[Start of INPUT DATA]
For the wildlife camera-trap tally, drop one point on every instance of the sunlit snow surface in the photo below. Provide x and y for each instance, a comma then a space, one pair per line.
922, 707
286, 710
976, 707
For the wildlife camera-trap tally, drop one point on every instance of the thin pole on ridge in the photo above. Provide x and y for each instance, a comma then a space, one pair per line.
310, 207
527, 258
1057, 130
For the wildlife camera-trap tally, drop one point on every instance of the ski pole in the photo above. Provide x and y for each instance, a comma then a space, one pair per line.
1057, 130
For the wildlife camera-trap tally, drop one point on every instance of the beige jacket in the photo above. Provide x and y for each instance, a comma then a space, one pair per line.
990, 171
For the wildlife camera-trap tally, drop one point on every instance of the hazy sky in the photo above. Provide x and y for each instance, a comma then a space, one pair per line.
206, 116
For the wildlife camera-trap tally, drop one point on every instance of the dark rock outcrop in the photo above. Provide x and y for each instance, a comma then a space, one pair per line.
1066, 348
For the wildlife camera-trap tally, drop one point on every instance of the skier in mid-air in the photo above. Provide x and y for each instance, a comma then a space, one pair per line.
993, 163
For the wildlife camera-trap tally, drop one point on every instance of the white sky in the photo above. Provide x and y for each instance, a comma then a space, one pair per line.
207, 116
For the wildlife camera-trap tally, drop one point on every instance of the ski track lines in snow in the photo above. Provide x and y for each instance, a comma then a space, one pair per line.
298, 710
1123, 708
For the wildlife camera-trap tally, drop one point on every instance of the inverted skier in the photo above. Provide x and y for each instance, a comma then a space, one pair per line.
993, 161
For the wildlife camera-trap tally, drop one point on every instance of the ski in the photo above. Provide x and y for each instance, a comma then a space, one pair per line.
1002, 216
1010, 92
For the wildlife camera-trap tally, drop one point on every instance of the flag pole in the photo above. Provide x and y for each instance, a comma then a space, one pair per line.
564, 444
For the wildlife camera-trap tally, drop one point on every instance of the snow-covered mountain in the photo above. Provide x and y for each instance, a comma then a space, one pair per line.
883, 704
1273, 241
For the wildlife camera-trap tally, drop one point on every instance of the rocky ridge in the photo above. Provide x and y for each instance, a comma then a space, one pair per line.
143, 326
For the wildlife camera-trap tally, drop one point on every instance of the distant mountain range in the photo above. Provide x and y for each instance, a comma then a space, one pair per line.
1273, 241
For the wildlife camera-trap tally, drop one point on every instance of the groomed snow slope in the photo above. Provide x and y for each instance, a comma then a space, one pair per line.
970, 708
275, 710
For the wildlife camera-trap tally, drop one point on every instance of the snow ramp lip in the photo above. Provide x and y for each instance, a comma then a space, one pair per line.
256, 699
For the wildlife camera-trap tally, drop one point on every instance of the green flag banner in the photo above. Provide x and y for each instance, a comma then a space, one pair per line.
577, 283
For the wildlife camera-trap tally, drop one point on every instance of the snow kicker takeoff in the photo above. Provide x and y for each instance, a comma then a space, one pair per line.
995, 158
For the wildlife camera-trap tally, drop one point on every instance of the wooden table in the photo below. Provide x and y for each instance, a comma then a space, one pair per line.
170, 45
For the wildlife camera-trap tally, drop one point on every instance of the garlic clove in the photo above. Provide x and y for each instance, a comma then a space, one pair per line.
[End of INPUT DATA]
• WHAT THIS TASK INVOLVES: Copy the data above in full, character for character.

• RESPONSE FOR THIS EXERCISE:
For the wildlife camera-trap tally, drop one point on every instance of the sunlit snow surface in the photo below. Provide x and y for each instance, a comma then a space, one pair per line.
922, 707
286, 710
976, 707
For the wildlife camera-trap tally, drop one point on every instance of the thin pole on ridge in the photo above. Provide x and y for each instance, a comma then a space, one pair per line.
310, 207
527, 258
1057, 130
For the wildlife camera-trap tally, drop one point on every instance of the ski pole in the photo above. Provide x and y for each instance, a comma then a space, one pair per line.
1057, 130
For the wildlife camera-trap tally, drop one point on every instance of the beige jacket in the photo above. Provide x and y for each instance, a comma then a space, one pair per line.
990, 171
For the wildlife camera-trap tally, drop one point on every instance of the hazy sky in the photo above. Provide x and y for each instance, a comma then a space, one pair per line.
206, 116
For the wildlife camera-trap tally, drop one point on every instance of the dark rock outcrop in the photo above. Provide x and y for each instance, a comma then a space, one pair per line.
1066, 348
For the wildlife camera-trap tally, drop one point on every instance of the skier in mid-air in the photo above. Provide x and y for each instance, a comma then a space, one pair per line.
993, 163
For the wildlife camera-trap tally, drop one point on every instance of the white sky in the photo above. Provide x and y for each instance, a comma then a space, one pair per line.
207, 116
For the wildlife camera-trap tally, drop one point on every instance of the ski track lines in snow in the photo above. Provide x and y for each instance, a comma then a space, one pair per line.
298, 710
1123, 708
For the wildlife camera-trap tally, drop one point on every instance of the inverted skier in the photo above. Provide x and y for each instance, a comma then a space, one pair per line.
993, 161
For the wildlife camera-trap tally, drop one point on every instance of the ski in the photo above. Provide x and y for each instance, a comma then a space, one pair per line.
1002, 216
1010, 92
For the wildlife camera-trap tally, drop one point on every instance of the flag pole in the photo above. Provide x and y for each instance, a comma then a space, one pair per line.
564, 444
For the wildlife camera-trap tally, drop one point on every instance of the snow-covered mountain in the photo above. Provide x and y for each instance, a comma then a space, one pair per line.
883, 704
1273, 241
For the wildlife camera-trap tally, drop one point on every instance of the rocky ridge in the photo above. Provide x and y for each instance, a comma then a space, one pair per line.
143, 326
For the wildlife camera-trap tally, drop one point on every instance of the distant mountain range in the photo above. Provide x and y for each instance, a comma then a space, one pair per line.
1273, 241
For the wildlife camera-trap tally, drop one point on every instance of the groomed snow slope in the photo above. Provide x and y for each instance, a comma then a space, one pair per line.
970, 708
275, 710
For the wildlife camera-trap tally, drop one point on every instance of the snow ramp lip in the photo above. Provide x and y for each instance, a comma then a space, one pair per line.
256, 699
For the wildlife camera-trap tally, drop one point on every instance of the green flag banner in the photo above. Provide x and y for each instance, a comma then a space, one pair per line.
577, 283
For the wildlife camera-trap tally, drop one point on every instance of the snow kicker takeoff in the photo above. Provide x and y for each instance, a comma then a space, one pair per line.
995, 158
For the wildlife camera-trap tally, drop one point on every instance of the wooden table in the photo below. Provide x and y for each instance, a comma then a space, one pair per line.
170, 45
For the wildlife camera-trap tally, drop one point on every instance of the garlic clove in the photo above. Provide x and y for each instance, a comma then a space, one pair per line.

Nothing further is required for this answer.